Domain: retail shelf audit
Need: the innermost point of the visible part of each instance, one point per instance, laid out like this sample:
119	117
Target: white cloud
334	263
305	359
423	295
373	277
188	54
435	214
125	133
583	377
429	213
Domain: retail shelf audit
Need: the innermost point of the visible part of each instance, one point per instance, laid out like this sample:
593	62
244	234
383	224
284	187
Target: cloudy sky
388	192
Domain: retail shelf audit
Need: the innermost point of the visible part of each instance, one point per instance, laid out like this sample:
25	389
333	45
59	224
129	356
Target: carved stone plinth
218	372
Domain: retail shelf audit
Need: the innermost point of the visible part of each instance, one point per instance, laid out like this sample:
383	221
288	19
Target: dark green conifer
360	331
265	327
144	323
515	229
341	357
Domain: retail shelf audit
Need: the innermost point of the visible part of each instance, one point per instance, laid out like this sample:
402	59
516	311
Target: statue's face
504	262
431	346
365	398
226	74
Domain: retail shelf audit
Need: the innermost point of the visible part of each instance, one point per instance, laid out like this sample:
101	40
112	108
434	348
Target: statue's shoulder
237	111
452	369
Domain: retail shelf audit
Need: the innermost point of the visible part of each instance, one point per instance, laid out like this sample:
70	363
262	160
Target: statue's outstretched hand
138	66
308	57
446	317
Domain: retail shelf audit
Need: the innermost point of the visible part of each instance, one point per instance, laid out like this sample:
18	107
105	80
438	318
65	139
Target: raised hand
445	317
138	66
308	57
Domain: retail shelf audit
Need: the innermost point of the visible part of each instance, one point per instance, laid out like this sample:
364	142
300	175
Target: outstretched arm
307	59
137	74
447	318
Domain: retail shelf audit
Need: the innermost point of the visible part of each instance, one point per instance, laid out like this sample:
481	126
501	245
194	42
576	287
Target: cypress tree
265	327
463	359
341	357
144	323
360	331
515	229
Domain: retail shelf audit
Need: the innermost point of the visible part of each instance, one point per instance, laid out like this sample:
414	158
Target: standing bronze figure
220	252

■ OBJECTIVE
Generate an exact reproduction of all entries.

■ EXERCISE RESULT
Domain: retail shelf audit
Need: the innermost point of the visible part of each instance, one point per instance, laid out like this sample:
119	117
Target: white cloud
334	263
305	359
423	295
373	277
188	54
435	214
125	133
583	377
429	213
Domain: retail shelf audit
Need: the innermost point of the visible part of each instance, one point per instance, laid out like this sample:
593	62
244	234
383	224
284	187
Target: cloudy sky
388	192
Domain: retail shelf audit
Need: the innermost point of the visible part of each instance, one point per instance, laid out like this sample:
25	389
333	45
59	224
129	356
Target: carved stone plinth
218	372
Domain: retail shelf audit
Need: the innermost point of the visible part of each instance, one point per instance, laid out like this sample:
383	221
288	19
Target: dark green conifer
360	331
265	327
144	323
515	229
341	357
Domain: retail shelf audit
Need: the innermost point of the visible part of each instance, one point per instance, laid out like this sample:
402	59
516	311
Target: statue's face
504	262
431	346
365	398
226	74
Domain: retail shelf audit
Need: the innermost point of the visible part of each instance, one point per instance, laid out like this sample:
101	40
112	108
434	348
Target: statue's shoulder
237	111
452	369
Domain: retail shelf audit
Need: the innermost point of the visible part of each instance, one point per instance, laid out like this sample:
70	363
262	160
Target: statue's outstretched hand
138	66
308	57
446	317
Domain: retail shelf audit
Need: the innermost point of the visible part of each instance, one point per instance, laid out like this sample:
18	107
105	80
438	318
65	139
Target: raised hand
445	317
138	66
308	57
Domain: retail shelf audit
Need: the innermost point of the visible part of each instance, one point per instance, laid out like this sample:
364	142
300	175
Target: outstretched arm
307	59
137	74
447	318
Domain: retail shelf audit
Need: the innermost point of the visible part of each instance, one point per instance, laid out like this sample:
481	126
501	245
194	42
576	287
Target: cypress tree
265	327
463	359
341	357
144	323
360	331
515	229
Domain: retail shelf audit
Need: the innermost point of the visible part of each instance, one point per instance, laid out like this sample:
414	158
Target: standing bronze figure
220	252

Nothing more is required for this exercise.